Text provided.
***

In addition, the international application described above (PCT/JP2004/ 009965) further discloses a preferable structure of superconducting coil to which the superconducting wire materials shown in Fig. 6 above are applied. Specifically, the international application states: "The superconducting coil constituted by winding the superconducting wire material has, in view of the structure or arrangement of said superconducting coil, a coil structure containing at least partially a part wherein the perpendicular interlinkage magnetic flux acting among various conductor elements of said parallel conductors by the distribution of the magnetic field generated by the superconducting coils acts to cancel each other is provided. This will provide a superconducting wire capable of suppressing AC loss and a low-loss superconducting coil made from this superconducting wire having a simple structure without transposition, capable of canceling interlinkage magnetic flux due to the perpendicular magnetic field to the wire, and capable of suppressing the circulating current within the wire due to the perpendicular magnetic field and making shunt current uniform so that the losses may be limited. " (For details, refer to the international application mentioned above.)
We will now describe below the measures against over-current in the event of short-circuit of a transformer. When a transformer is short-circuited, a strong short-circuit current flows in the coil and an excessive electromagnetic force works. In the case of a superconducting transformer, current density is higher than that of a normal conductive transformer. In other words, for a same current capacity, the superconducting transformer has a smaller conductor section. Therefore, when a same electromagnetic force works on the conductor, the superconducting transformer applies a larger stress to the conductor. In the case of an oxide superconducting transformer, the conductor, being an oxide, has a relatively low mechanical strength, and may not be able to withstand this electromagnetic force at the time of over-current.

***

Problem. Reproduce word for word the part of the passage on superconducting transformers starting with "We will now" and going on through "time of over-current.". The data below come from a separate source.

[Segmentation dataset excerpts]

***

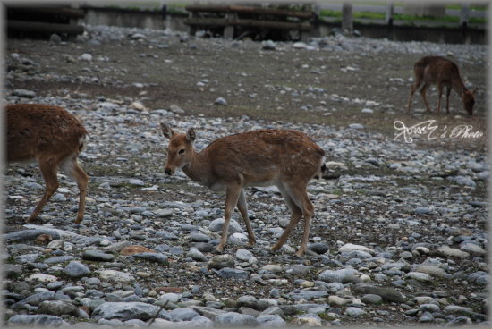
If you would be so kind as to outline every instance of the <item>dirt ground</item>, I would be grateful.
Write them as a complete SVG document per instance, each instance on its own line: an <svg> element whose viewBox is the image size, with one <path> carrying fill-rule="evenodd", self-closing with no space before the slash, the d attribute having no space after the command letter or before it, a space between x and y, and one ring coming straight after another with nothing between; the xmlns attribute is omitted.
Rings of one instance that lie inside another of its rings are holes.
<svg viewBox="0 0 492 329"><path fill-rule="evenodd" d="M34 65L26 68L22 74L13 73L9 76L6 88L7 90L22 89L34 91L43 97L79 97L94 100L94 103L112 101L130 105L139 101L150 112L167 110L176 105L186 115L220 117L228 122L247 115L250 119L263 121L265 125L268 122L300 122L345 129L350 124L359 123L368 131L389 139L395 136L395 121L411 126L435 120L439 127L471 125L473 131L480 131L483 136L434 140L424 138L419 139L417 148L461 149L460 153L487 151L485 59L479 63L457 61L466 84L479 88L473 116L469 116L462 110L461 99L454 92L451 97L450 114L444 110L440 114L423 112L424 105L418 94L414 97L413 111L407 114L405 107L413 74L412 67L422 54L313 51L293 49L292 44L279 44L276 50L266 51L261 49L260 44L249 41L183 40L178 37L169 37L161 41L139 41L129 38L99 45L69 42L53 46L42 40L9 39L6 55L18 54L21 57L33 61ZM90 54L93 60L80 60L83 54ZM32 74L30 74L30 70L32 70ZM428 95L434 108L436 91L431 89ZM218 97L224 97L227 105L215 104ZM364 108L370 108L373 113L362 113ZM156 172L162 171L163 160L159 159L160 163L154 160L152 163L149 161L148 167ZM129 162L124 170L119 170L124 173L118 173L118 175L131 177L137 172L132 165ZM92 167L89 164L85 164L84 168L91 177L105 176L106 173L111 175L105 170L115 170ZM352 169L347 174L359 173ZM198 193L196 190L187 190L184 197L176 195L171 190L171 182L165 181L164 186L167 188L167 183L170 185L169 193L156 193L150 197L149 193L146 193L145 198L174 200L179 198L194 198L194 194ZM179 184L177 188L184 189L183 185ZM381 189L384 186L382 183ZM429 190L434 188L429 187ZM98 184L94 184L93 189L92 193L97 195ZM126 193L124 189L122 187ZM134 190L131 190L131 193L136 198L140 192ZM222 202L220 196L202 190L205 189L201 189L199 193L207 193L207 199L217 204ZM474 197L478 196L479 199L485 198L483 184L471 193ZM404 198L403 191L402 198ZM264 201L267 203L272 200ZM365 196L361 197L361 202L366 201ZM282 204L280 199L274 202ZM382 212L376 205L374 208ZM15 229L20 229L17 224L21 224L21 220L15 220ZM13 231L14 225L12 226ZM344 234L347 239L353 237L356 240L359 239L358 232L362 230L367 234L367 238L364 238L367 241L381 243L381 232L377 230L368 232L366 229L359 227L353 232L347 230ZM402 234L407 233L411 232ZM330 232L319 234L329 235ZM294 239L299 240L298 235ZM334 240L327 237L327 240ZM382 243L386 242L392 241ZM278 256L276 259L280 259L279 263L288 263L289 258L287 255ZM178 268L178 266L172 264L173 268ZM206 291L210 285L210 280L195 273L196 268L179 267L176 275L161 274L162 271L157 266L151 266L148 269L159 275L167 275L166 280L172 286L182 287L193 282ZM311 274L309 279L316 280L315 274ZM233 291L234 295L236 292L241 295L258 289L250 287L248 283L228 283L222 288ZM456 284L454 289L466 291L468 288ZM267 295L267 290L264 289L261 293ZM398 317L391 322L398 323L401 320Z"/></svg>
<svg viewBox="0 0 492 329"><path fill-rule="evenodd" d="M444 111L445 97L440 114L412 111L409 114L404 108L410 80L413 63L420 55L309 51L288 46L262 51L253 42L234 46L210 40L182 41L168 39L163 47L133 40L51 46L44 41L9 39L8 54L33 59L46 79L13 79L8 88L33 90L41 96L77 97L77 93L83 93L89 98L123 102L131 97L149 109L168 109L175 104L186 114L223 118L248 115L255 120L320 123L335 128L361 123L388 137L394 136L394 121L411 126L436 120L440 126L470 124L484 132L482 139L448 140L442 147L454 148L457 143L471 149L485 148L484 63L456 61L466 84L479 88L472 117L462 110L455 92L451 96L451 114ZM84 53L103 60L78 60ZM61 63L60 58L64 58L64 63ZM143 83L145 88L136 83ZM219 97L226 99L227 106L214 104ZM435 89L429 89L428 98L435 109ZM364 107L372 108L376 114L361 114ZM419 93L414 96L415 108L425 108ZM428 147L441 147L439 144L432 141Z"/></svg>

***

Response to this task.
We will now describe below the measures against over-current in the event of short-circuit of a transformer. When a transformer is short-circuited, a strong short-circuit current flows in the coil and an excessive electromagnetic force works. In the case of a superconducting transformer, current density is higher than that of a normal conductive transformer. In other words, for a same current capacity, the superconducting transformer has a smaller conductor section. Therefore, when a same electromagnetic force works on the conductor, the superconducting transformer applies a larger stress to the conductor. In the case of an oxide superconducting transformer, the conductor, being an oxide, has a relatively low mechanical strength, and may not be able to withstand this electromagnetic force at the time of over-current.